** WORK INSTRUCTIONS **
Extract the full listing verbatim and drop any pictures from your copy.

Start of TASK DATA

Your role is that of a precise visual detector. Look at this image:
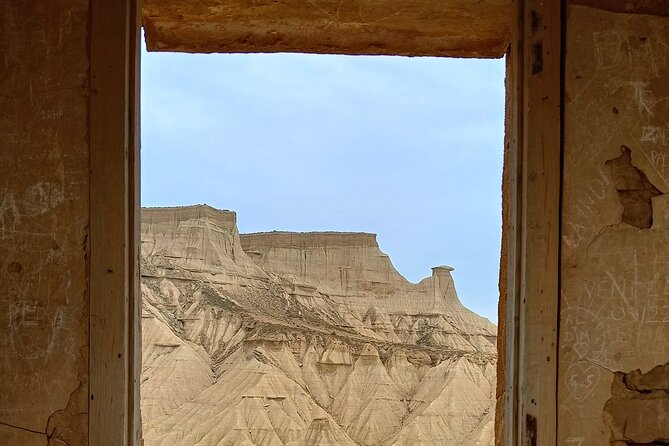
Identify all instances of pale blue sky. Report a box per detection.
[141,43,504,322]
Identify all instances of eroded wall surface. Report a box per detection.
[0,0,89,446]
[558,6,669,446]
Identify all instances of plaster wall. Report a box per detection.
[0,0,89,446]
[558,2,669,446]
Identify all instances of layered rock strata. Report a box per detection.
[141,206,496,446]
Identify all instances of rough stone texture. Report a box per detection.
[143,0,511,57]
[142,206,496,446]
[558,6,669,445]
[0,0,89,446]
[604,363,669,446]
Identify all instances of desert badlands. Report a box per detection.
[141,205,497,446]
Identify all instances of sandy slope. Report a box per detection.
[141,206,496,446]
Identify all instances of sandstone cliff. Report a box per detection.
[141,206,496,446]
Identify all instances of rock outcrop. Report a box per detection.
[141,206,496,446]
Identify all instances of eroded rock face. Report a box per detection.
[142,206,496,446]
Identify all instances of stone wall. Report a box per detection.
[0,0,90,446]
[558,2,669,445]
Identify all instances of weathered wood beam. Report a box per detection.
[143,0,512,58]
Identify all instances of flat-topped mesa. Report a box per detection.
[240,232,410,296]
[141,205,267,282]
[141,204,237,230]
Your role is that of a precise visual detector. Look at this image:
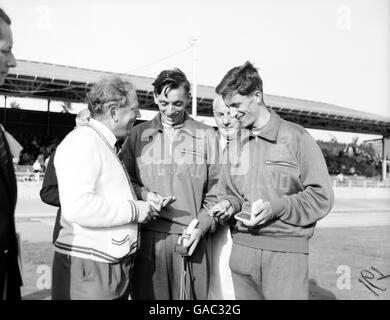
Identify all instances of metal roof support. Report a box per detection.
[382,136,387,181]
[3,95,7,129]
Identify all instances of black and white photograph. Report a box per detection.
[0,0,390,306]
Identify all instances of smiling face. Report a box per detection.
[224,91,262,128]
[0,20,16,85]
[154,86,189,125]
[213,95,240,140]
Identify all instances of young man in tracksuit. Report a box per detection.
[122,69,220,300]
[210,62,334,299]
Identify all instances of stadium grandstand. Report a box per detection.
[0,60,390,185]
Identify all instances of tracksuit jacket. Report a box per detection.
[218,109,334,253]
[121,113,220,235]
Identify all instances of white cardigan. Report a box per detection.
[54,119,138,263]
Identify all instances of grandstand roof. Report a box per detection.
[0,60,390,137]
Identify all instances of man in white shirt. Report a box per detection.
[52,77,156,299]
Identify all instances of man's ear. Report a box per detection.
[153,93,158,105]
[110,105,119,122]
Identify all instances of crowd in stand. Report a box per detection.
[15,133,61,171]
[11,133,382,177]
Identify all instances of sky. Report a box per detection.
[0,0,390,141]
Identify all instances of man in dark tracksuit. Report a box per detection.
[211,62,334,299]
[39,109,91,244]
[0,9,22,300]
[122,69,220,300]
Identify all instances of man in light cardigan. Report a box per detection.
[52,77,155,300]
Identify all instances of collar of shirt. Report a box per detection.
[145,112,203,138]
[219,135,229,151]
[89,118,117,148]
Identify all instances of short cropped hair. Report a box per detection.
[215,61,263,97]
[76,109,91,122]
[87,76,137,118]
[0,8,11,26]
[0,8,11,39]
[153,68,190,96]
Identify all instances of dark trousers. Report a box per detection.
[0,251,21,300]
[132,230,210,300]
[52,252,134,300]
[229,243,309,300]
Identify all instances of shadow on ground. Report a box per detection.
[22,289,51,300]
[309,279,337,300]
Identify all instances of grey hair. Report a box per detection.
[0,8,11,39]
[87,76,137,118]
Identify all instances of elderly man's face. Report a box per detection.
[0,21,16,85]
[224,91,262,128]
[154,86,189,125]
[213,95,240,140]
[115,94,141,139]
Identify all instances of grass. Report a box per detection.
[18,226,390,300]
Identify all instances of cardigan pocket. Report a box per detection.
[265,160,297,169]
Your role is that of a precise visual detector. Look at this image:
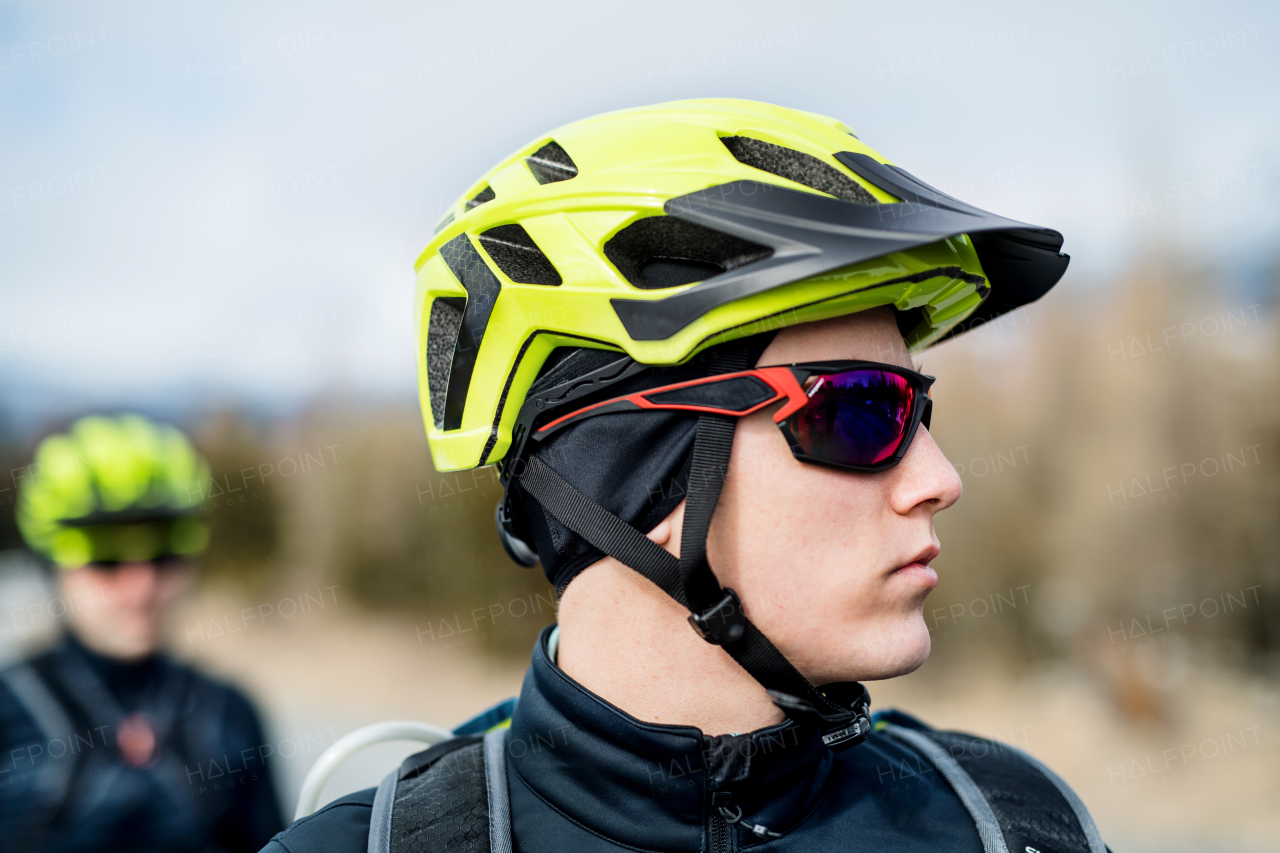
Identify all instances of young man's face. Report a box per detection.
[59,562,191,661]
[708,307,961,685]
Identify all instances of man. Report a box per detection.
[268,100,1105,853]
[0,415,282,853]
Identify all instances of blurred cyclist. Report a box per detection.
[0,415,282,853]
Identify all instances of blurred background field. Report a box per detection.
[0,1,1280,853]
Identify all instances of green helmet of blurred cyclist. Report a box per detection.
[17,414,209,569]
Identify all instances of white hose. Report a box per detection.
[293,720,453,820]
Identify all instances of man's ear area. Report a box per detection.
[758,305,914,369]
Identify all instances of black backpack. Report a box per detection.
[369,722,1107,853]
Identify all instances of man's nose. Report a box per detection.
[890,427,964,515]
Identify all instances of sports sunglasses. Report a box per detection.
[531,361,934,471]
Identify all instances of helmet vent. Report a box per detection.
[604,216,773,291]
[426,296,467,429]
[467,184,498,210]
[525,141,577,183]
[480,224,563,287]
[721,136,876,205]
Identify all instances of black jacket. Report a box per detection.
[264,627,1029,853]
[0,637,283,853]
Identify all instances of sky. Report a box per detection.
[0,0,1280,422]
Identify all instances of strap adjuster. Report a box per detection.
[689,588,746,646]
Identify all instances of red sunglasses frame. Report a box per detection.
[530,361,936,473]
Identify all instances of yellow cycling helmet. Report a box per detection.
[416,100,1068,749]
[415,99,1068,470]
[17,415,209,569]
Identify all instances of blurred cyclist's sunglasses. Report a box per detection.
[532,361,934,471]
[84,553,191,571]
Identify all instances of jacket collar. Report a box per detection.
[508,628,833,850]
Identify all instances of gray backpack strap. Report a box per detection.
[367,736,488,853]
[0,663,79,809]
[484,729,512,853]
[369,767,399,853]
[884,724,1003,853]
[884,725,1107,853]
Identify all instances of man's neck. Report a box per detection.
[557,557,783,735]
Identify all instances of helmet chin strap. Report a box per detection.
[520,347,870,752]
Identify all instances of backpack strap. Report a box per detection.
[484,729,512,853]
[367,729,512,853]
[882,722,1107,853]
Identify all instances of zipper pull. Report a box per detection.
[712,790,782,838]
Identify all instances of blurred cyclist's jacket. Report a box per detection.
[0,637,282,853]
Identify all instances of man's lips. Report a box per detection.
[893,543,941,571]
[890,543,940,587]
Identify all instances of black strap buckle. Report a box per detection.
[689,589,746,646]
[769,681,872,752]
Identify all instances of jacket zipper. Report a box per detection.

End of TASK DATA

** OUTPUT FOR THIS TASK **
Your role is that of a precise visual detector. Look at this image:
Identify all instances of pale blue sky. Report a box per detection.
[141,43,504,322]
Identify all instances of eroded wall surface. Report a box per detection.
[0,0,89,446]
[558,6,669,446]
Identify all instances of plaster wall. Report a box per detection.
[0,0,89,446]
[558,2,669,446]
Identify all instances of layered rock strata. Report a box per detection.
[141,206,496,446]
Identify all instances of rough stone texture. Report a box per detection.
[143,0,511,57]
[142,206,496,446]
[558,6,669,445]
[0,0,89,446]
[604,363,669,446]
Identify all instances of desert badlands. Report a box per detection.
[141,205,497,446]
Identify all instances of sandy slope. Report a box per detection.
[141,206,496,446]
Identify all instances of sandstone cliff. Report a box per detection.
[141,206,496,446]
Identify all instances of rock outcrop. Report a box per detection.
[141,206,496,446]
Identify all instances of eroded rock face. Report a box per detection.
[142,206,496,446]
Identify all instances of stone wall. Report a box per detection.
[0,0,90,446]
[558,2,669,445]
Identify all instances of weathered wood beam. Report a box per detection.
[143,0,512,58]
Identify all instances of flat-topped mesa. Report a box per detection.
[240,232,410,296]
[141,205,267,282]
[141,204,237,230]
Your role is that of a precise visual detector. Look at this image:
Identify all instances of metal roof support. Report a box per detection.
[382,136,387,181]
[3,95,7,129]
Identify all instances of black and white photograph. Report a box per detection.
[0,0,390,306]
Identify all instances of smiling face. Report a box per detection.
[224,91,262,128]
[0,20,16,85]
[154,86,189,125]
[213,95,240,140]
Identify all instances of young man in tracksuit. Report a box per detection.
[122,69,220,300]
[210,62,334,299]
Identify all instances of stadium grandstand. Report a box per detection.
[0,60,390,185]
Identify all instances of tracksuit jacket. Report a box per detection.
[218,109,334,253]
[121,113,220,235]
Identify all instances of white cardigan. Report a box per detection.
[54,119,138,263]
Identify all instances of grandstand roof. Report a box per detection.
[0,60,390,137]
Identify all instances of man in white shirt. Report a box per detection.
[52,77,156,299]
Identify all instances of man's ear. Report a box per detection.
[153,93,158,105]
[110,105,119,122]
Identify all instances of crowd in stand. Report a box per detection.
[15,133,61,171]
[11,133,382,177]
Identify all instances of sky. Report a box per detection.
[0,0,390,141]
Identify all instances of man in dark tracksuit. Report a box per detection.
[211,62,334,299]
[39,109,91,244]
[0,9,22,300]
[122,69,220,300]
Identify all instances of man in light cardigan. Report a box per detection.
[52,77,155,300]
Identify all instances of collar of shirt. Report a box per detection.
[145,112,203,138]
[219,135,229,151]
[89,118,117,148]
Identify all instances of short cropped hair. Report a box per detection.
[215,61,263,97]
[76,109,91,122]
[87,76,137,118]
[0,8,11,26]
[0,8,11,39]
[153,68,190,96]
Identify all instances of dark trousers. Report a box per detection.
[0,251,21,300]
[132,230,210,300]
[52,252,134,300]
[229,243,309,300]
Identify all instances of shadow on ground. Report a box per detection.
[22,289,51,300]
[309,279,337,300]
Identify all instances of grey hair. Report a box per detection.
[0,8,11,39]
[87,76,137,118]
Identify all instances of elderly man's face. Report a box per detection.
[0,21,16,85]
[224,91,262,128]
[154,86,189,125]
[213,95,240,140]
[115,94,141,139]
Identify all instances of grass. Report a box per detection.
[18,226,390,300]
Identify all instances of cardigan pocket. Report a box per detection.
[265,160,297,169]
Your role is that of a precise visual detector. Look at this image:
Identify all instances of young man's face. Report a box per detection.
[59,562,191,661]
[708,307,961,685]
Identify all instances of man. Report a box per detection.
[268,100,1105,853]
[0,415,282,853]
Identify all instances of blurred cyclist. Report a box per detection.
[0,415,282,853]
Identify all instances of blurred background field. Report a box per detection.
[0,1,1280,853]
Identify all instances of green helmet of blurred cyclist. Report a box per detection.
[17,414,209,569]
Identify all instances of white hose. Report a box per detection.
[293,720,453,820]
Identify all instances of man's ear area. Report a box per detection.
[758,305,914,369]
Identify all instances of black backpack. Report a box per detection.
[369,722,1107,853]
Identify all instances of man's nose. Report a box per detection.
[890,427,964,515]
Identify all instances of sports sunglasses. Report a box per detection.
[531,361,934,471]
Identify all instances of helmet vent. Report a box per detection.
[604,216,773,291]
[426,296,467,429]
[467,184,498,210]
[525,141,577,183]
[480,224,563,287]
[721,136,876,205]
Identify all instances of black jacket. Report a box per detection.
[264,627,1029,853]
[0,637,283,853]
Identify all instances of sky. Report a box per detection.
[0,0,1280,422]
Identify all instances of strap adjuster. Report a box per detection.
[689,588,746,646]
Identify all instances of red sunglasses frame. Report a box per detection.
[530,361,936,473]
Identify all instances of yellow cycling helmet. Report a box per detection.
[416,100,1068,749]
[415,99,1068,470]
[17,415,209,569]
Identify all instances of blurred cyclist's sunglasses. Report a box per detection.
[532,361,934,471]
[84,553,191,571]
Identify all instances of jacket collar. Report a box per detection.
[508,628,833,850]
Identify all instances of gray backpack strap. Report a box per detection.
[367,736,488,853]
[0,663,79,809]
[484,729,512,853]
[369,767,399,853]
[884,724,1003,853]
[884,725,1107,853]
Identify all instances of man's neck. Report a box per detection.
[557,557,783,735]
Identify all instances of helmet chin strap. Report a box per detection.
[520,347,870,752]
Identify all instances of backpack strap. Report a box per detection.
[484,729,512,853]
[367,729,512,853]
[882,722,1107,853]
Identify all instances of zipper pull. Report a box per detection.
[712,790,782,838]
Identify all instances of blurred cyclist's jacket. Report a box per detection.
[0,637,282,853]
Identify all instances of man's lips. Report a box per detection.
[893,543,941,571]
[890,543,940,587]
Identify all instances of black strap buckle. Report a box per detection.
[689,589,746,646]
[769,681,872,752]
Identify all instances of jacket zipper. Report a box per detection.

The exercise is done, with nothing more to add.